QUOTED PASSAGE:
Being alone on the bus for 14 hours has given me the time to reflect and to write (although half of what I wrote on that bumpy journey is illegible even to me).
It is interesting that my views and impressions of India to date have been heavily coloured by my narrowed perspective of living stationed in one place rather than travelling about. Although I write about all the interesting things I see and the little idiosyncrasies I cherish, my day-to-day is not all colour and new sights. Travelling to me goes hand-in-hand with a certain laidback attitude, a taking of things in stride, where everything – bumps and all – are new and fresh and therefore easier to handle. Making a life in Chennai I am finding, is a little different: those unknowns, bumps and challenges can turn into annoyances and frustrations. Yes, the crush of people is lovely and exotic, but I’m tired after a long day and just want to get home and out of this traffic; the cultural differences turn into barriers to getting things done rather than simply amusing stories; the idea of wandering the market absorbing the atmosphere is great and all, but on my one day to get chores done I really just need to find a barbershop, a dry cleaner and something resembling a 7-11. I am more dependent on my colleagues and housemates to take care of details, show me where stuff is, explain the differences and to translate – a real “hold my hand” feeling. When I have to deal with India at the times when I’m cranky, tired or stressed, it is harder not to blame the place, the people or the culture, to want to extrapolate whatever minor local annoyance to India as a whole. But I recognize these lows points come and go and are natural for me and therefore shouldn’t be given too much credence. So while it is easier to be upbeat & positive while travelling, in regular life, even one in another country, that can be harder. This is my first time dealing with such feelings and it is one of my most poignant lessons to date.

DATASET EXTRACT:
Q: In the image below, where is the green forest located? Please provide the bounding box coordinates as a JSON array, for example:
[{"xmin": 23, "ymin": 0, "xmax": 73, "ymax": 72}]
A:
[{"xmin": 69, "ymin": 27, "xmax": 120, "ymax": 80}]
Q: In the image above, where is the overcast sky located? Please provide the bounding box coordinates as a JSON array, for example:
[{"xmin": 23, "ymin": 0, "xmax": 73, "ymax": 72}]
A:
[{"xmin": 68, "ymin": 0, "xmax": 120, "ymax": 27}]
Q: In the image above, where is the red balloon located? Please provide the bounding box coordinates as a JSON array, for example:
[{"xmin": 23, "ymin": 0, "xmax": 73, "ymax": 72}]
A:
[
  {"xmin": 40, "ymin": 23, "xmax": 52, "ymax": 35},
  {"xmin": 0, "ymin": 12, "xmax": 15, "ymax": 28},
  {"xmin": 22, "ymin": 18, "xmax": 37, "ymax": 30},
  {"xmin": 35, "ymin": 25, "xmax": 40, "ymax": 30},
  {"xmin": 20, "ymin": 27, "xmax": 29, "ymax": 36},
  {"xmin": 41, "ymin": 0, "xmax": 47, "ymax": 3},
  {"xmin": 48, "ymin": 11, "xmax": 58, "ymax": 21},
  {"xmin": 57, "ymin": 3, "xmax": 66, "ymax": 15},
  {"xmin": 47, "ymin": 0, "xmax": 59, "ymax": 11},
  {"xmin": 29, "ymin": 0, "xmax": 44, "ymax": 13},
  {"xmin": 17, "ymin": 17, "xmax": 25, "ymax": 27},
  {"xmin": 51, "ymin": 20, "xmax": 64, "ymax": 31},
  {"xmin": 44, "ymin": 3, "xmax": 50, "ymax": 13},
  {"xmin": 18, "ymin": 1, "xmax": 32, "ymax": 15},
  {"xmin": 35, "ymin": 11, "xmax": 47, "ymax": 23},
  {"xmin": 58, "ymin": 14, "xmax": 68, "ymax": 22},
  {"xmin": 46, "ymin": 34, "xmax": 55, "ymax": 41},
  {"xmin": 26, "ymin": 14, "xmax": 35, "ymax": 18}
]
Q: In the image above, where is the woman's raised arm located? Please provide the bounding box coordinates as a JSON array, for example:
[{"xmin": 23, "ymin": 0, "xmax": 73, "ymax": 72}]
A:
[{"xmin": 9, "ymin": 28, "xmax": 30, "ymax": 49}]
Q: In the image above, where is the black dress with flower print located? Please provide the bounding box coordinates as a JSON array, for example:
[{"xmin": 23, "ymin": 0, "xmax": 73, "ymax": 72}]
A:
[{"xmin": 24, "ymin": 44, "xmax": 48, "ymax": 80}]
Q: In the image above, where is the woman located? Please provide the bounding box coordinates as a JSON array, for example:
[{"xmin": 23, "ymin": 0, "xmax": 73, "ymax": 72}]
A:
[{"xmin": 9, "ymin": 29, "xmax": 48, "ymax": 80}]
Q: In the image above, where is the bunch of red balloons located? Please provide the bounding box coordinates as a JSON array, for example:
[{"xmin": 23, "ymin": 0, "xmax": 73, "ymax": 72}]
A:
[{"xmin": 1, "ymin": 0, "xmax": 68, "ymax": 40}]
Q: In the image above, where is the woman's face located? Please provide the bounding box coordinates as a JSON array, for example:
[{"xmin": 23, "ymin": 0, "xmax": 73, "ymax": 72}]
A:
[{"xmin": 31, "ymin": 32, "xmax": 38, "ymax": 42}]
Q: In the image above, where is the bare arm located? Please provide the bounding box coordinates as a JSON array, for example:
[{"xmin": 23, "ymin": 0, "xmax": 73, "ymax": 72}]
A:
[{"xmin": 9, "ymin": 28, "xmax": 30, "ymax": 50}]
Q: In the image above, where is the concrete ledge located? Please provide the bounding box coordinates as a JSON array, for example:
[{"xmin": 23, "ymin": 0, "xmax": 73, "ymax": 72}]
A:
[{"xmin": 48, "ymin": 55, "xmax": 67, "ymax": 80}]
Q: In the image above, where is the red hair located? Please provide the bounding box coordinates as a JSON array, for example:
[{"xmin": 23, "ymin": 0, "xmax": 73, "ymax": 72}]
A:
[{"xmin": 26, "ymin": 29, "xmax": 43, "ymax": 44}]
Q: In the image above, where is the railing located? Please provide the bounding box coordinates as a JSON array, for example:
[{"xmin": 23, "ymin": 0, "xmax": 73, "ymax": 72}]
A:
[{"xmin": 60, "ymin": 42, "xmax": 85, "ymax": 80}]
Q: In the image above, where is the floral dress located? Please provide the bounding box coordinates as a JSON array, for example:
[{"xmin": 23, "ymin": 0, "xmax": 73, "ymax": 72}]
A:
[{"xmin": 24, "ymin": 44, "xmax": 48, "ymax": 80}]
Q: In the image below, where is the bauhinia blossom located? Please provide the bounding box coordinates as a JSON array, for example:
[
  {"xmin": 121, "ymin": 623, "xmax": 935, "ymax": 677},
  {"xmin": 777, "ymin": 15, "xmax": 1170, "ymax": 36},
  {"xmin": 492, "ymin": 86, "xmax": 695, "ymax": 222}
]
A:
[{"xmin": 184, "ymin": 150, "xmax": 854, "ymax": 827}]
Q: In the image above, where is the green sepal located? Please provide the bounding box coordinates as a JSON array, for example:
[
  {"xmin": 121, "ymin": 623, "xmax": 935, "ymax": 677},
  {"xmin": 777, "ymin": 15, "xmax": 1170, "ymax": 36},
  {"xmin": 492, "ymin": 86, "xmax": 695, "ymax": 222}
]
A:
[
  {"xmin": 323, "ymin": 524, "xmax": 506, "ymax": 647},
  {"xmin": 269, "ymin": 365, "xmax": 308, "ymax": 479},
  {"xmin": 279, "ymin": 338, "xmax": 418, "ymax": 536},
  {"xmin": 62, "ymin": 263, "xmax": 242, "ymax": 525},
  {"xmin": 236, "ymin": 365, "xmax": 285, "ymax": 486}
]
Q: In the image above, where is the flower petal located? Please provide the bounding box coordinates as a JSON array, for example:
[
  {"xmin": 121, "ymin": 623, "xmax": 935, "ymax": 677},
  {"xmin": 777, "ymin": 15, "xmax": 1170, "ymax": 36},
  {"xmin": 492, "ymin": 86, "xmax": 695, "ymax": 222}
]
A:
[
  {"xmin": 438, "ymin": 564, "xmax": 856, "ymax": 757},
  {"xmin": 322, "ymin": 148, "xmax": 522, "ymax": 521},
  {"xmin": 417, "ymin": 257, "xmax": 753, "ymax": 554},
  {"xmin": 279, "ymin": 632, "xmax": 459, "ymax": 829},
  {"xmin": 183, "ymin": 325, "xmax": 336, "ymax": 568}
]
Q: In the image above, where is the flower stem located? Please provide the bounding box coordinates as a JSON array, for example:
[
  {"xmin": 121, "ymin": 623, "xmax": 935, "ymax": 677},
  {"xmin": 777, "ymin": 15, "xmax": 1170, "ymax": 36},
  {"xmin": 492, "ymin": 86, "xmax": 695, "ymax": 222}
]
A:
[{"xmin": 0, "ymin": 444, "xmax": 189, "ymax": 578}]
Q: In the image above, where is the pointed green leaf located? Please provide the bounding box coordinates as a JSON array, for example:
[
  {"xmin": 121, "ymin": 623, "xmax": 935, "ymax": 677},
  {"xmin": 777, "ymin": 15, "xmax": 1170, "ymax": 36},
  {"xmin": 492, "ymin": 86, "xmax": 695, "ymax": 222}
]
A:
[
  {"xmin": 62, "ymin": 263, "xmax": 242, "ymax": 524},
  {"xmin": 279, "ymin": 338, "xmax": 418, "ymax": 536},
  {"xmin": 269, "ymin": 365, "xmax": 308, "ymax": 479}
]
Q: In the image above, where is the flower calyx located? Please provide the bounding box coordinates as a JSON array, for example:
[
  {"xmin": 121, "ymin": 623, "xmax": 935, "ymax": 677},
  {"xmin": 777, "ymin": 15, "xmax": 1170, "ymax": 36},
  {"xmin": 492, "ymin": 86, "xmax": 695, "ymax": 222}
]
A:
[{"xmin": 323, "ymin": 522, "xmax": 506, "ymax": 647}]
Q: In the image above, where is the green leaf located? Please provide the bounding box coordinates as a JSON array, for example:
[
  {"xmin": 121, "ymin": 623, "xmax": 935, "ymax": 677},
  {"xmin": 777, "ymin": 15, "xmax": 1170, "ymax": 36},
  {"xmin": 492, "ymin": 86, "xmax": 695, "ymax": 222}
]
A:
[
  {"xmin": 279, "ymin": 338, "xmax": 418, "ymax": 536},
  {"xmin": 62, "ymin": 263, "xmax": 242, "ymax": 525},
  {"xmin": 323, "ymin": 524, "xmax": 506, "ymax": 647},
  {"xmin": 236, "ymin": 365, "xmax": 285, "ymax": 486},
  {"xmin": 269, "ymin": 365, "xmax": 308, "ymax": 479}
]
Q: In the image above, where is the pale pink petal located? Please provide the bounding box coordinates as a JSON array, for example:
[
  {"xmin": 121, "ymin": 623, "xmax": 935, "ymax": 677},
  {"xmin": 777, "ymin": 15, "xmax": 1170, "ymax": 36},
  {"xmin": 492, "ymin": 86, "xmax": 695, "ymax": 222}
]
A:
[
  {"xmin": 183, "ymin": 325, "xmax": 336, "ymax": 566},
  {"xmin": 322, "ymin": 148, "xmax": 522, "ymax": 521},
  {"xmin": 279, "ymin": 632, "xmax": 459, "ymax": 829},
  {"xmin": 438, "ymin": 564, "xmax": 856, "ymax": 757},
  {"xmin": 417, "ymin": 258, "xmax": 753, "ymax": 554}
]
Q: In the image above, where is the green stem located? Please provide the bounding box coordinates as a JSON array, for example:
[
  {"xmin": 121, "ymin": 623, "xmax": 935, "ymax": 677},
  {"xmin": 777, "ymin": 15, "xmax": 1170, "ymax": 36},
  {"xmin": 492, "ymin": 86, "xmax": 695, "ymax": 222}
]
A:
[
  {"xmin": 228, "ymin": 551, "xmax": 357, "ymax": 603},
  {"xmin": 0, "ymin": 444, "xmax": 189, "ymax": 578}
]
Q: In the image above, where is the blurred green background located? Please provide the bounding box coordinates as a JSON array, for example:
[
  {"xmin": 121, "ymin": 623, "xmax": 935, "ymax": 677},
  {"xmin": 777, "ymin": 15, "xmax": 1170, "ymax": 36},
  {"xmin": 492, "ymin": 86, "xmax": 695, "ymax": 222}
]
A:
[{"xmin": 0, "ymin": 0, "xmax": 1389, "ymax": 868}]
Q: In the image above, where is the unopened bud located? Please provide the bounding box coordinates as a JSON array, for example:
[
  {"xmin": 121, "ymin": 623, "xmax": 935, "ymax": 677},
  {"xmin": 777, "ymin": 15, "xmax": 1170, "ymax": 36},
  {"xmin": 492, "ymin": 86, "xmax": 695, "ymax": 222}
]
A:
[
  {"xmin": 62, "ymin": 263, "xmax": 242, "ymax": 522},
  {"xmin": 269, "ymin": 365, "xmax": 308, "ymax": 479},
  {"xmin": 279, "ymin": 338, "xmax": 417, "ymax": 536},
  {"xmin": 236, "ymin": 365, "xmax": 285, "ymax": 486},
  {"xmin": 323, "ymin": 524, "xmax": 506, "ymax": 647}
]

PARTS OF THE EXERCISE:
A. In the Chennai reflection, how long was the bus journey the writer spent alone?
B. Please extract from the Chennai reflection, word for word, the stretch that opens with the words containing "Being alone on" and closes with "even to me).".

LIST OF SOLUTIONS:
A. 14 hours.

B.
Being alone on the bus for 14 hours has given me the time to reflect and to write (although half of what I wrote on that bumpy journey is illegible even to me).